■ Your instructions:
Print each of the lines below word for word, with no changes.

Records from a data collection
-- begin --
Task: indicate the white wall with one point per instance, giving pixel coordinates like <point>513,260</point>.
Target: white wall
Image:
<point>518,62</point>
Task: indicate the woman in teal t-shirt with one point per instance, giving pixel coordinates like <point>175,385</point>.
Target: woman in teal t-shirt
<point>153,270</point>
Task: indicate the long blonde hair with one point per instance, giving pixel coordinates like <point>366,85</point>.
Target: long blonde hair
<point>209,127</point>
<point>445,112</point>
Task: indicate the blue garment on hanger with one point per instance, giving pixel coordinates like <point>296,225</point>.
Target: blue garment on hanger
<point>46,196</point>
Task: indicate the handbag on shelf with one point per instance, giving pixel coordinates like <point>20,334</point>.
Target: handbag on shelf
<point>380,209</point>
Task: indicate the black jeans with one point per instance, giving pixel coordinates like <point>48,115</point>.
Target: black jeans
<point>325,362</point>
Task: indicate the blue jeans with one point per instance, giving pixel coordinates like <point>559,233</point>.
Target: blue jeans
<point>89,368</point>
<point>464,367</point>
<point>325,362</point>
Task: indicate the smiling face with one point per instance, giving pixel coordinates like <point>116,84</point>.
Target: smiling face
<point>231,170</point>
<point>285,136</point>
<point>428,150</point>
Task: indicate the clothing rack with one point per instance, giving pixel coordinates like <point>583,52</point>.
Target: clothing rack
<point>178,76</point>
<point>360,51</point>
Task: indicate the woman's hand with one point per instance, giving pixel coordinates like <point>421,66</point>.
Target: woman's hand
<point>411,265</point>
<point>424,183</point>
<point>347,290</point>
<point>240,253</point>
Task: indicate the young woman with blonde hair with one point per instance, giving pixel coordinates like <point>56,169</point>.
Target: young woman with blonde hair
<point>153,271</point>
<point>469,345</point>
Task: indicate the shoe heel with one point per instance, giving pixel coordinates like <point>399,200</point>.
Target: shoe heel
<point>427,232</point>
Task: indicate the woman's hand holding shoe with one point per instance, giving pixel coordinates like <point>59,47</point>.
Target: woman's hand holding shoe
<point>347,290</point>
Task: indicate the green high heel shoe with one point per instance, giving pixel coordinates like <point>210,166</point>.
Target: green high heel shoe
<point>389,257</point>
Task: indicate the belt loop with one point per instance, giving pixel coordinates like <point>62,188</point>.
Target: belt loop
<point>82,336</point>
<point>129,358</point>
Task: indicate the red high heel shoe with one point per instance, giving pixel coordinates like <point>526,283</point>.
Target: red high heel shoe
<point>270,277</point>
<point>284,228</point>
-- end --
■ Exercise answer:
Task: indicate the white wall with one point per instance, giving pixel coordinates like <point>513,260</point>.
Target: white wall
Image:
<point>518,62</point>
Task: indicate the woman in teal t-shirt with one point per instance, giving pixel coordinates like <point>175,385</point>.
Target: woman in teal t-shirt
<point>153,270</point>
Task: indicate the long blonde hair with one point per instance, giving pixel coordinates like <point>366,85</point>.
Target: long blonde hair
<point>209,127</point>
<point>445,112</point>
Task: indicate the blue garment on hanger with one point per instance, giving pixel coordinates like <point>296,225</point>.
Target: blue garment on hanger
<point>46,196</point>
Task: indicate the handbag on shelf with one point per instance, giving pixel coordinates like <point>20,334</point>.
Target: handbag on shelf
<point>380,209</point>
Task: indicate the black jeans with one point per instance, giving pixel coordinates like <point>48,115</point>.
Target: black jeans
<point>325,362</point>
Task: indicate the blue jeans with one point per instance, giving pixel coordinates like <point>559,233</point>.
Target: blue jeans
<point>89,368</point>
<point>464,367</point>
<point>325,362</point>
Task: indicate the smiling face with one point per instance, giving pixel coordinates like <point>116,84</point>.
Target: smiling face
<point>231,170</point>
<point>285,136</point>
<point>428,150</point>
Task: indicate the clothing rack with one point per instance, giving pixel coordinates like <point>583,52</point>.
Target: clothing rack
<point>178,76</point>
<point>360,51</point>
Task: indicate the woman's hand with one point per instance, giving pixel coordinates like <point>421,66</point>.
Target: woman's hand
<point>411,265</point>
<point>424,183</point>
<point>347,290</point>
<point>240,253</point>
Task: indicate the young woman with blonde hair with one point per instance, giving pixel coordinates like <point>56,169</point>.
Target: young woman with blonde hair
<point>153,271</point>
<point>469,345</point>
Task: indicate the shoe heel with one point per instance, giving pixel coordinates like <point>399,200</point>.
Target: shoe heel
<point>427,232</point>
Task: indicate the woman's hand holding shoe with one point per instance, giving pixel coordinates like <point>59,47</point>.
Target: woman's hand holding shoe
<point>347,290</point>
Task: indicate the green high heel shoe with one point per instance, giving pixel coordinates like <point>210,166</point>.
Target: green high heel shoe
<point>389,257</point>
Task: indicate the belt loop with one point per instance, giving pixel coordinates like <point>62,188</point>.
Target: belt loop
<point>82,336</point>
<point>129,358</point>
Task: indicate the red high heel shoe with one point per instance, giving pixel coordinates like <point>526,283</point>.
Target: red high heel shoe
<point>270,277</point>
<point>284,228</point>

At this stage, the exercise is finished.